WHAT THIS TASK INVOLVES => Keep the images out and copy every entry below exactly.

(Natural-language object grounding data)
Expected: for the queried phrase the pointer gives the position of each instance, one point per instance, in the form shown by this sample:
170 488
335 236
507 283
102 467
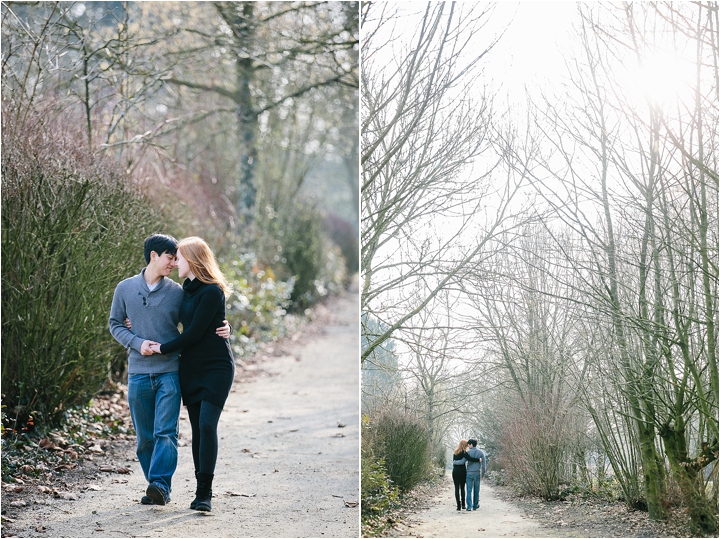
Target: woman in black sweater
207 367
460 457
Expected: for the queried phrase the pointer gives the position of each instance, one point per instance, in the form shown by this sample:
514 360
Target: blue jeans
154 401
472 480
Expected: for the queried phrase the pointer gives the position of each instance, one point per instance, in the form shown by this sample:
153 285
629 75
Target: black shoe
156 494
203 494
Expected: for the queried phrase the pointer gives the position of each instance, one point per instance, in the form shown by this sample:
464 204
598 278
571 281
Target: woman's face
183 266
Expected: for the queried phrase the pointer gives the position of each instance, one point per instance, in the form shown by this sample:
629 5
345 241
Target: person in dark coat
460 457
207 367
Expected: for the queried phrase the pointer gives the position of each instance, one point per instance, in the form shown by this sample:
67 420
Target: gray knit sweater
154 316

RESULT OF THE TASK =>
Expected: for the queried phrase the pointer gives the position of each instance, one point per instance, in the form shown by this sample:
170 488
335 236
507 283
102 467
Target: woman in black sweater
207 367
460 457
Expected: for the queried phrase the pointer gives the position of each instance, one point per instance, in the form shown by this sample:
514 360
Target: blue jeans
154 401
472 480
Expected: for the queried phrase the pointer gives the position of each instance, one point per instance, in the form shown by this sample:
153 285
629 75
Target: black shoe
156 494
203 494
Expected: for the queried phrase the pointer gives the position of each instance, one point per instance, in the form shown by this sample:
464 204
598 278
571 281
Target: woman's face
183 266
Expected: for the queried phrase the pointer gives the position of each instance, one point per instance, in the form shown by this sample:
629 5
345 241
Target: person in dark coat
460 457
207 367
Expected: for the queried phrase the pointer gives the position of each instance, one point per instance, in the form shown by this sample:
67 420
Target: gray knit sweater
154 316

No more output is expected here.